* _Records in a dataset_:
++++++++

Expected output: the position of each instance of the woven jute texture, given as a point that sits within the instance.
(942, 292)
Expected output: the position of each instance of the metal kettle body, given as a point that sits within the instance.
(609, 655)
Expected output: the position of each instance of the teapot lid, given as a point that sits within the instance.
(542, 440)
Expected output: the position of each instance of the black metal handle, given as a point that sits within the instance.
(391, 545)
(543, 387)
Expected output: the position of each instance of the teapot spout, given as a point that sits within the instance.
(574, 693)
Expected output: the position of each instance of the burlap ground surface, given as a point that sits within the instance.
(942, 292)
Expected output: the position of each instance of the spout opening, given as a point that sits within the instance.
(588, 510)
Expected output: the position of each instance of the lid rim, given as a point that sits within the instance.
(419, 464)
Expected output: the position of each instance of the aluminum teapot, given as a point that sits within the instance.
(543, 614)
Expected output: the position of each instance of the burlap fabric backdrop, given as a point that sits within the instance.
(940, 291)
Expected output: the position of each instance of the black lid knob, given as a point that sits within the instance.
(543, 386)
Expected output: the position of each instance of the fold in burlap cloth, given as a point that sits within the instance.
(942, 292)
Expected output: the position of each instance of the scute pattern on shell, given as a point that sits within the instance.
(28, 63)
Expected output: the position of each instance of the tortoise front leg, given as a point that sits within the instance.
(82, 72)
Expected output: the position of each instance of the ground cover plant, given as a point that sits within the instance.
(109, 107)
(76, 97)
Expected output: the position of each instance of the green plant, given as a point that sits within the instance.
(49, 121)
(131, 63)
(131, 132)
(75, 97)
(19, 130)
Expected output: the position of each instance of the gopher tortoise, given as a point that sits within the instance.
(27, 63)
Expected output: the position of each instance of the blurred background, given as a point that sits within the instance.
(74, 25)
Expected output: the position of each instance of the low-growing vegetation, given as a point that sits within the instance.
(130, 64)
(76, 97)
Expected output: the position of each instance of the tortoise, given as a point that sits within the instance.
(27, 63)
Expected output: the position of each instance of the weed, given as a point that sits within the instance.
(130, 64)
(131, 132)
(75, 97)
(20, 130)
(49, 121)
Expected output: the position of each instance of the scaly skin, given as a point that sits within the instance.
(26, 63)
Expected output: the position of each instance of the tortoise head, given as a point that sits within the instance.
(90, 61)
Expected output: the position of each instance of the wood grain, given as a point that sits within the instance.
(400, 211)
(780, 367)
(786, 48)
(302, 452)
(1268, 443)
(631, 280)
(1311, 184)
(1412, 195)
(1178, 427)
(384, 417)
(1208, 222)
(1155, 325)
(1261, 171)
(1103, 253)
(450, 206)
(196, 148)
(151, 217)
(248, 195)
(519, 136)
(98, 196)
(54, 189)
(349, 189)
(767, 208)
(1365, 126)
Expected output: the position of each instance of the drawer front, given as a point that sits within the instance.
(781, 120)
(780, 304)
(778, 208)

++++++++

* _What is being asked_: Could you reproduce all of the records above word for word, without changing anything?

* _Reply_:
Expected output: the position of each instance of the woven jute texture, given as a point that sits within the instance.
(942, 292)
Expected output: the position of each instance of the metal kettle body, given as a point that sits within the instance.
(609, 655)
Expected output: the position of each instance of the teapot lid, given as a point that sits within the instance.
(542, 440)
Expected output: the position of each instance of the black metal handle, given as a point that sits within the instance.
(391, 545)
(543, 387)
Expected output: the position of each instance of the teapot spout, given as a point that sits within the instance.
(574, 693)
Expected output: the position of each instance of the burlap ground surface, given as a point that sits within the instance.
(942, 292)
Expected output: the position of each instance of the spout opening, given as a point that sits within the instance.
(588, 510)
Expected output: the position of each instance of the lid rim, given as a point that sits within the instance.
(419, 464)
Expected output: the position of each instance of the aluminum teapot, given as a point that sits within the instance.
(543, 614)
Expected output: the position of each instance of the burlap fabric backdrop, given as a point that sits within the instance.
(940, 291)
Expected output: the position of each instance of the black lid knob, given as a point that sits within the instance.
(543, 386)
Expected output: the position of each instance of the fold in burlap cloth, given as a point that sits within the instance.
(942, 292)
Expected output: the position of each instance of the scute pattern on shell, given as a point that sits within the instance.
(28, 63)
Expected output: the position of each instance of the tortoise front leg, given as a point that sits within the instance.
(82, 72)
Expected output: the position of each instance of the ground cover plant, given as a point that sits within the instance.
(109, 107)
(76, 97)
Expected output: the position of each instance of the green plant, given as a point that sits within the instance.
(49, 121)
(131, 63)
(131, 132)
(75, 97)
(19, 130)
Expected output: the position of each instance of the gopher tortoise, given as a point that sits within the instance.
(27, 63)
Expected output: the position of each instance of the blurred background, given as a point that sits within the instance.
(74, 25)
Expected output: the position of each instance of the low-growing vegetation, given as a point that sits within the instance.
(130, 64)
(76, 97)
Expected output: the position of each instance of the tortoise, given as a point that sits within the instance.
(27, 63)
Expected output: the position of each instance of the weed, given as a point that sits within the instance.
(130, 64)
(131, 132)
(75, 97)
(20, 130)
(49, 121)
Expected output: the position of each instance of the scaly skin, given as a point that sits within the instance.
(26, 63)
Expected output: the position of each instance of the tortoise head, given as a point that sits within the instance.
(90, 61)
Expected output: the position of each instance of the wood grain, given as a point that sits within the instance.
(400, 211)
(780, 367)
(786, 48)
(302, 452)
(1268, 443)
(631, 280)
(1311, 184)
(1412, 195)
(1178, 427)
(384, 417)
(1208, 222)
(1155, 325)
(1261, 171)
(1103, 253)
(450, 206)
(196, 148)
(151, 217)
(248, 195)
(519, 136)
(98, 196)
(54, 189)
(349, 189)
(767, 208)
(1365, 126)
Expected output: the position of each instance of the drawer front, given as a point that sits within the instance.
(781, 120)
(780, 304)
(778, 208)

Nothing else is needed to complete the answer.